* Task prompt *
Please swap each "lookup" in the listing below for "query" and reproduce the listing with nothing else changed.

* Exercise input *
========================================================================

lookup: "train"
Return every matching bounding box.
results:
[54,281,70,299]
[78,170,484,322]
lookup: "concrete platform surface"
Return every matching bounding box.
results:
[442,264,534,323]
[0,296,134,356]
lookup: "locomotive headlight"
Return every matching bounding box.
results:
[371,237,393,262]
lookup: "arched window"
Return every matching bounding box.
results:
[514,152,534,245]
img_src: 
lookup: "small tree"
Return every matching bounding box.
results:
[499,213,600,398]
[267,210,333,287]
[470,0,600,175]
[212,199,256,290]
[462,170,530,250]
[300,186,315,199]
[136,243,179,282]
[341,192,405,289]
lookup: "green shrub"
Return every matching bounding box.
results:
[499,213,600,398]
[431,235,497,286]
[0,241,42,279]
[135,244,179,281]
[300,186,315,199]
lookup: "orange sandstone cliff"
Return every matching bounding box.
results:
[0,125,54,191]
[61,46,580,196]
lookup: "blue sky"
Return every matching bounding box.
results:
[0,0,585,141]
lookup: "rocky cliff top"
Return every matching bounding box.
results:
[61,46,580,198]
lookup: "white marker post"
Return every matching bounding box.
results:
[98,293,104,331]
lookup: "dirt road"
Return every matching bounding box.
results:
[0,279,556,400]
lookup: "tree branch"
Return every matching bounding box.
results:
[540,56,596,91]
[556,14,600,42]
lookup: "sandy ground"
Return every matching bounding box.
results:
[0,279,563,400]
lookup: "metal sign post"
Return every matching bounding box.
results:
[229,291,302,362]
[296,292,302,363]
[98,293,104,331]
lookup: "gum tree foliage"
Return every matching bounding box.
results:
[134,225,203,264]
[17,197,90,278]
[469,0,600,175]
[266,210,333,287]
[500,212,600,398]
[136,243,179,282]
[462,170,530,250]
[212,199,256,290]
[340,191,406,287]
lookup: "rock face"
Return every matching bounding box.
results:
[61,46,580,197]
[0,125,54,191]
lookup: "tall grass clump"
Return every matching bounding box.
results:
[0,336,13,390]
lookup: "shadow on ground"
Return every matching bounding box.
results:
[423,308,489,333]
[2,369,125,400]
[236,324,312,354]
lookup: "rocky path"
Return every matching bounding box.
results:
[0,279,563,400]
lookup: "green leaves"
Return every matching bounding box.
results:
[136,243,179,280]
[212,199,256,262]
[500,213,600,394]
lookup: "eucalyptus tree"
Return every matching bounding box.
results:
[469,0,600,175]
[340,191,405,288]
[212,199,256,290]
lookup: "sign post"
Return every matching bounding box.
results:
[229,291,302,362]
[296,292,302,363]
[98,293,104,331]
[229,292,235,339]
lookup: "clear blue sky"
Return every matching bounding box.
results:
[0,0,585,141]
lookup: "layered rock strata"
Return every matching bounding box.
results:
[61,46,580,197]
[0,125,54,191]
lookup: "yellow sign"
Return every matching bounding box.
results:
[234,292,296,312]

========================================================================

* Final result *
query: "train"
Return every matching bounding box.
results:
[54,281,70,299]
[78,170,484,322]
query: "concrete platform surface"
Return every matching bounding box.
results:
[442,264,534,323]
[0,296,134,356]
query: "locomotive headlight"
Return every matching bounding box.
results:
[371,237,393,262]
query: "arched window"
Return every matching bounding box.
results:
[514,152,534,245]
img_src: 
query: "small tree"
Return every matching bounding box.
results:
[499,213,600,398]
[267,210,333,287]
[470,0,600,175]
[212,199,256,290]
[462,170,530,250]
[300,186,315,199]
[136,243,179,282]
[341,192,405,289]
query: "green shrub"
Return every matching bounding box.
results:
[499,213,600,398]
[431,235,497,286]
[0,241,42,279]
[135,244,179,281]
[300,186,315,199]
query: "orange sandstone cliff"
Return every matching bounding box.
results:
[0,125,54,191]
[61,46,580,196]
query: "blue sky"
Return every matching bounding box.
results:
[0,0,585,141]
query: "rocky cliff top"
Return every matching bounding box.
results:
[61,46,580,198]
query: "white marker post"
Return every matching bounding box.
results:
[98,293,104,331]
query: "dirt road"
Return every matching bounding box.
results:
[0,279,556,400]
query: "tree branch"
Return every matching bounding box.
results:
[540,56,596,91]
[556,14,600,42]
query: "sandy ground"
Return every matching bounding box.
results:
[0,279,563,400]
query: "metal sign post"
Return every matching bounding box.
results:
[229,291,302,362]
[296,292,302,363]
[98,293,104,331]
query: "gum tree foliage"
Return every matching bounding box.
results:
[134,225,203,264]
[17,197,90,278]
[469,0,600,175]
[266,210,333,287]
[500,212,600,398]
[136,243,179,282]
[462,170,530,250]
[212,199,256,290]
[340,191,406,287]
query: "rock face"
Return every matching bounding box.
results:
[61,46,580,197]
[0,125,54,191]
query: "tall grass clump"
Return every matching bounding box.
results:
[0,336,13,390]
query: "shadow on ground"
Return every matching bounding box.
results:
[423,308,489,333]
[2,369,125,400]
[236,324,312,354]
query: "rocky path"
Return every matching bounding box.
results:
[0,279,563,400]
query: "green leaves"
Return every matching bounding box.
results:
[136,243,179,280]
[212,199,256,262]
[500,213,600,394]
query: "eucalyptus tree"
Return every matching bounding box.
results:
[469,0,600,175]
[340,191,405,288]
[212,199,256,290]
query: "sign post"
Return every matching bounding box.
results:
[229,291,302,362]
[296,292,302,363]
[98,293,104,331]
[229,292,235,339]
query: "clear blue sky"
Return every matching bounding box.
results:
[0,0,585,141]
query: "layered rock strata"
Return every matching bounding box.
results:
[61,46,580,197]
[0,125,54,191]
query: "yellow sign"
Return every matching bounding box.
results:
[234,292,296,312]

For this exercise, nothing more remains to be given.